▸ **Work required**:
In the entries below, return only the line containing "the player in" and those after it, exactly, through the last line.
═════ Task data
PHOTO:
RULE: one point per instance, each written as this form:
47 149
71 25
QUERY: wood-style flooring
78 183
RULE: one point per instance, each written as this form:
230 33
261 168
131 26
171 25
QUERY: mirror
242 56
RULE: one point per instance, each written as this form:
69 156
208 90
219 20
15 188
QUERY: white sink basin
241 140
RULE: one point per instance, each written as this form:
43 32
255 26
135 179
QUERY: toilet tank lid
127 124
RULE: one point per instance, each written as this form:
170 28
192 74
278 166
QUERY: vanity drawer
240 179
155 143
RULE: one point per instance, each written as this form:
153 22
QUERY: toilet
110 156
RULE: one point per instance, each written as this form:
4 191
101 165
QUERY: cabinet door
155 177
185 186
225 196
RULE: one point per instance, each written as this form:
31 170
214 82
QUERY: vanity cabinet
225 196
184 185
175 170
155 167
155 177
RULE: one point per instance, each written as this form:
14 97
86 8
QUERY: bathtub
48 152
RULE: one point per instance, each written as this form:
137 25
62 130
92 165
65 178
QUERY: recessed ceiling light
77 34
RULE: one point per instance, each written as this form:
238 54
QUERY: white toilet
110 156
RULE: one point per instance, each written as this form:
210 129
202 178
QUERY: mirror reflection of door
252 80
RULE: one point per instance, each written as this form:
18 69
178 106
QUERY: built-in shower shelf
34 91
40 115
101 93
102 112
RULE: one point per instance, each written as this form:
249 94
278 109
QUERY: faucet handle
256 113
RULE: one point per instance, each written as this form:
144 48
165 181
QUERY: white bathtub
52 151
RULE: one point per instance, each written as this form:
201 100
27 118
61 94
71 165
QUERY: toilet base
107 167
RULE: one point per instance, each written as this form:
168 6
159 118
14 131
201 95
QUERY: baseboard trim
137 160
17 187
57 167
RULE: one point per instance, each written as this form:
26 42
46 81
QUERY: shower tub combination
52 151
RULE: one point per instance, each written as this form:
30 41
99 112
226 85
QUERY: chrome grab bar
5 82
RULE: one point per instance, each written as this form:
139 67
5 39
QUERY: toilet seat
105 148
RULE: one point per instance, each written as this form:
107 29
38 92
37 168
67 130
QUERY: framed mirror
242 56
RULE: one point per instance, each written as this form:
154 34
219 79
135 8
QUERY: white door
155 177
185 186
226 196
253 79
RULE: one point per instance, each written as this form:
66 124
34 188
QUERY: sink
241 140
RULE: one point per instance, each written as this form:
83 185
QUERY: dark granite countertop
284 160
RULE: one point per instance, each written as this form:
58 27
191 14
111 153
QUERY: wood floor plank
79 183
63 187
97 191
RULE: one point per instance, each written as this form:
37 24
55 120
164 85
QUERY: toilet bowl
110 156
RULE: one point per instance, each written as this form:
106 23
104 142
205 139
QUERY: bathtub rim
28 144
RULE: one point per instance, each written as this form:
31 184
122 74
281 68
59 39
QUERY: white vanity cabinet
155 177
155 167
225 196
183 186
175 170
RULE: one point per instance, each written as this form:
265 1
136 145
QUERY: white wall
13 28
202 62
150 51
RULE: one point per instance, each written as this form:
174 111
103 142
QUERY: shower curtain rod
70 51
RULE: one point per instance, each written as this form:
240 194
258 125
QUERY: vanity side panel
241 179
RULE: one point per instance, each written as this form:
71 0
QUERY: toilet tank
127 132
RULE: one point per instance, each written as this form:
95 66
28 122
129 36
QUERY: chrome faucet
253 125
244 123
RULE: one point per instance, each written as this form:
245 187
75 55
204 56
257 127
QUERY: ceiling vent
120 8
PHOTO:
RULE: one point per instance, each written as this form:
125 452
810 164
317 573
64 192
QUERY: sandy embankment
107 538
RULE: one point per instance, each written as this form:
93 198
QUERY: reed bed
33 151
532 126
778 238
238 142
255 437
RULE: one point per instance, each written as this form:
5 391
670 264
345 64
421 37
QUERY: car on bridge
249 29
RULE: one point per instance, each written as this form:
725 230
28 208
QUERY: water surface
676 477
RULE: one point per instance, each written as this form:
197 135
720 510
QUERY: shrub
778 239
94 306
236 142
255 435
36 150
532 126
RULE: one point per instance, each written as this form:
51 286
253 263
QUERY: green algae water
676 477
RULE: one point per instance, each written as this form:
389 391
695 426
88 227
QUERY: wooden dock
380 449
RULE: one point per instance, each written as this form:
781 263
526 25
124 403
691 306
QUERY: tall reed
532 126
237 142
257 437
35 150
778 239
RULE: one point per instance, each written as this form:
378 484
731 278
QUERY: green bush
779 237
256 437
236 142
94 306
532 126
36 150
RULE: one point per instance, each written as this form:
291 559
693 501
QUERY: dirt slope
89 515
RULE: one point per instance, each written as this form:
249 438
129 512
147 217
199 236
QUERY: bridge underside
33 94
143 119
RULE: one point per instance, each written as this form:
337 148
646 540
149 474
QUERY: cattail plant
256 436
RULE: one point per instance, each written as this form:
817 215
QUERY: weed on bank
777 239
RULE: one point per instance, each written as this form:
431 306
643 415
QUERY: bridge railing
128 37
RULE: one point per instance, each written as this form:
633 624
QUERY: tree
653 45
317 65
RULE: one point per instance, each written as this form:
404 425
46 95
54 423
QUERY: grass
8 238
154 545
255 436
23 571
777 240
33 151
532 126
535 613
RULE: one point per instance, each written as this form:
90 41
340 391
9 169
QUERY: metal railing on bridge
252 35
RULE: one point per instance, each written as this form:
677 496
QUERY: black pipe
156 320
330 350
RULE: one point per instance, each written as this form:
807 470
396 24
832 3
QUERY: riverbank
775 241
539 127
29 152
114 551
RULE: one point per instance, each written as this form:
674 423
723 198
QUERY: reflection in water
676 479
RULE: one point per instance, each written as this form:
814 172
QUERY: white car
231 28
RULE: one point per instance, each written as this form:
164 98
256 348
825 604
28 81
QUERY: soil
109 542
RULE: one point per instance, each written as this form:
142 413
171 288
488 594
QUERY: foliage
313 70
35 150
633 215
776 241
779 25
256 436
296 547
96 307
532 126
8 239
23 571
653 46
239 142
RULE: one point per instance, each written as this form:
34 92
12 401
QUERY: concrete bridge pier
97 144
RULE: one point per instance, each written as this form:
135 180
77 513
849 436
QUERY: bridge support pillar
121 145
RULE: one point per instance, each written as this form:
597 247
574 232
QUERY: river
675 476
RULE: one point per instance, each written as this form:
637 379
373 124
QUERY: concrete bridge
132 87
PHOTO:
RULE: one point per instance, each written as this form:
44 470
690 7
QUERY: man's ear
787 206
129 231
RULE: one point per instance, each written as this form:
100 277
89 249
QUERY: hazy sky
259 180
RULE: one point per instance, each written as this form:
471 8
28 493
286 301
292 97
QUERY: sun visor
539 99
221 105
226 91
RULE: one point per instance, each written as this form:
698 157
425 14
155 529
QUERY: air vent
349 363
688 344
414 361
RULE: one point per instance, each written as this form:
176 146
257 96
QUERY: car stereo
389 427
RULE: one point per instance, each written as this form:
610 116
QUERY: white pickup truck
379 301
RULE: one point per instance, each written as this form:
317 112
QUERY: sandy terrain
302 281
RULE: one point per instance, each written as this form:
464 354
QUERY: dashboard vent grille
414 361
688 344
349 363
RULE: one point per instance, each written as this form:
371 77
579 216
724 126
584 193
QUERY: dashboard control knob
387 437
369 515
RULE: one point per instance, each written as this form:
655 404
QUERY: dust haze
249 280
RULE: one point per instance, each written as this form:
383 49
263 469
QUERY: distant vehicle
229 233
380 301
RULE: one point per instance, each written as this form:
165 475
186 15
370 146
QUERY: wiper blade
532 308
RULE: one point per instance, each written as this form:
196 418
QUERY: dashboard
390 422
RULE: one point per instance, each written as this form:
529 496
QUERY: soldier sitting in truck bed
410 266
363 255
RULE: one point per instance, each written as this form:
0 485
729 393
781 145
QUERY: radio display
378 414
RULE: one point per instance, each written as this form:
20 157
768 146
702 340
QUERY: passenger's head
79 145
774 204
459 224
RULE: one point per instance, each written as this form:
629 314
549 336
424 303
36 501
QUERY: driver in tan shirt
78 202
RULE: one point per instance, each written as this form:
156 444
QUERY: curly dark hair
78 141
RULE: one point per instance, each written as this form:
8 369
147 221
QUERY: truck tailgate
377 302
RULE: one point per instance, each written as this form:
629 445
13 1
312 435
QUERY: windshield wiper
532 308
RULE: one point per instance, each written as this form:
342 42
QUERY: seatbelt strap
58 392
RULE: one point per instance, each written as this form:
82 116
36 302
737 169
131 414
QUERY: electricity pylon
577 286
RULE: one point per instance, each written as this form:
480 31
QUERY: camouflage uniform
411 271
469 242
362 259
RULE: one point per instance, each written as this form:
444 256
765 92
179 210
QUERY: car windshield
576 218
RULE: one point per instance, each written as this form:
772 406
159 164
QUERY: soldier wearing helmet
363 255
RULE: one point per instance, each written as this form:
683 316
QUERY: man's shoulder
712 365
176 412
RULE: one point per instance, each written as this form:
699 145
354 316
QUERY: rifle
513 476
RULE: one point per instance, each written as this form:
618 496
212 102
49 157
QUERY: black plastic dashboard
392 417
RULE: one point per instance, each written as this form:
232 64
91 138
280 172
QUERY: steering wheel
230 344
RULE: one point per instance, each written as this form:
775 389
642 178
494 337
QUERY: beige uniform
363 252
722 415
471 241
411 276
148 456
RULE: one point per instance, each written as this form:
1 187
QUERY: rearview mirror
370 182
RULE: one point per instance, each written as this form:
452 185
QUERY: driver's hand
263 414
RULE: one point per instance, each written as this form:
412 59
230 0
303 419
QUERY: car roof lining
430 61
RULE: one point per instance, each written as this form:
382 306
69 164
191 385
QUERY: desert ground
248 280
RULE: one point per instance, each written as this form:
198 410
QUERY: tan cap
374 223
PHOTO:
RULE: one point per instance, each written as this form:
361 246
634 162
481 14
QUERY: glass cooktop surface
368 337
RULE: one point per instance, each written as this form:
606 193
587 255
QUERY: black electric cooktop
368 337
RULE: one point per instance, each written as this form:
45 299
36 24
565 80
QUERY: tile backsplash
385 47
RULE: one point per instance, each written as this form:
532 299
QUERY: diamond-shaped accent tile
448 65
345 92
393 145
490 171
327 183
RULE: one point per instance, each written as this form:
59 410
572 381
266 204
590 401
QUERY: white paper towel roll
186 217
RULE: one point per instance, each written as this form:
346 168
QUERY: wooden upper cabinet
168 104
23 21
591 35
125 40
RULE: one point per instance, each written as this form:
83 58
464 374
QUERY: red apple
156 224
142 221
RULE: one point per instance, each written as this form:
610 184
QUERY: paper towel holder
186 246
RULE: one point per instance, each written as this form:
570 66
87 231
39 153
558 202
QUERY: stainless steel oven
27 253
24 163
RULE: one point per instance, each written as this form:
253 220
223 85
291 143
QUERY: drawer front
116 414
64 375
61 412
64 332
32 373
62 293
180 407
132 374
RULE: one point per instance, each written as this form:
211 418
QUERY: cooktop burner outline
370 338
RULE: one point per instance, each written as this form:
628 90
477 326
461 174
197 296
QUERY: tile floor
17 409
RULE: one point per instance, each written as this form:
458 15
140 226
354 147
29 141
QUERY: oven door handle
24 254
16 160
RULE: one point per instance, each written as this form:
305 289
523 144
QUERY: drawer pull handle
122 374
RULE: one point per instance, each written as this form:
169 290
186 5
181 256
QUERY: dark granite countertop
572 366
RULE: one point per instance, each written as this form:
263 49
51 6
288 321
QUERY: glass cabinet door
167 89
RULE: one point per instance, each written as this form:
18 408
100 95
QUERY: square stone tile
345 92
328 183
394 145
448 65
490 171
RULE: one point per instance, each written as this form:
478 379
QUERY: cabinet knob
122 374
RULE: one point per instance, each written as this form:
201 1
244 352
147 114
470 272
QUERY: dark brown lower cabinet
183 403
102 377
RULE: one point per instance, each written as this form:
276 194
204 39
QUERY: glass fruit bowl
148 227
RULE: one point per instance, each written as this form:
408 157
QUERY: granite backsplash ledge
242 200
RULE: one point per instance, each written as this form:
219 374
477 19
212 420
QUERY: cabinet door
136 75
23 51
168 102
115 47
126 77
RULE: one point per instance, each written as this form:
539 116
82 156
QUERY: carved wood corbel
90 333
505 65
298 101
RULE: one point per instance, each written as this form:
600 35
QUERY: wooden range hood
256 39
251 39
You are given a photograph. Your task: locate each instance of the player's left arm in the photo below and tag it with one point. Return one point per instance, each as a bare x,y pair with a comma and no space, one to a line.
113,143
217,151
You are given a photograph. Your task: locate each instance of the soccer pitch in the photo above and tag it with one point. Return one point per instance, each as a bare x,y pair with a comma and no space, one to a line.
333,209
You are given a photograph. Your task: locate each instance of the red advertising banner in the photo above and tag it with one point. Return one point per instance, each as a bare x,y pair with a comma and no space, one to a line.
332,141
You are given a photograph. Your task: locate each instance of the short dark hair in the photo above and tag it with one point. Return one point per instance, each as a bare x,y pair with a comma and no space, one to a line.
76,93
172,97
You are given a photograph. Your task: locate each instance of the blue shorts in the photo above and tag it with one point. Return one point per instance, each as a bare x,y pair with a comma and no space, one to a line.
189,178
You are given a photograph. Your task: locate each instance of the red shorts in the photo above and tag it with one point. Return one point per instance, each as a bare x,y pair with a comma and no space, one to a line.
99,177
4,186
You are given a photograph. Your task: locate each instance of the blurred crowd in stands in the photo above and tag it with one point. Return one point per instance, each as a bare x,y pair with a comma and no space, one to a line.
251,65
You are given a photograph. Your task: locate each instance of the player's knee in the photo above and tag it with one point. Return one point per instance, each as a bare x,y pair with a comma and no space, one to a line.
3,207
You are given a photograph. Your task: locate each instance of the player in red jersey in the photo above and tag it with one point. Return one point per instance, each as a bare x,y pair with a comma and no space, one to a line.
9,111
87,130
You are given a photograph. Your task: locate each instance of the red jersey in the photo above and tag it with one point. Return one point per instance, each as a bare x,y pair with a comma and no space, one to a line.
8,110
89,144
══════════
▸ **Answer to this problem**:
You are given a photograph. Your task: locate each instance of the player in red jersey in the photo above and tag it with one point. Return one point per instance, each as a bare x,y pair with a comma and no space, one to a line.
9,111
87,130
You are given a photograph. Your task: locate each instance of the red jersey in the photo above and tag it with one point. Return one point per instance, each as a bare x,y pair with a comma and no space, one to a line.
8,110
89,144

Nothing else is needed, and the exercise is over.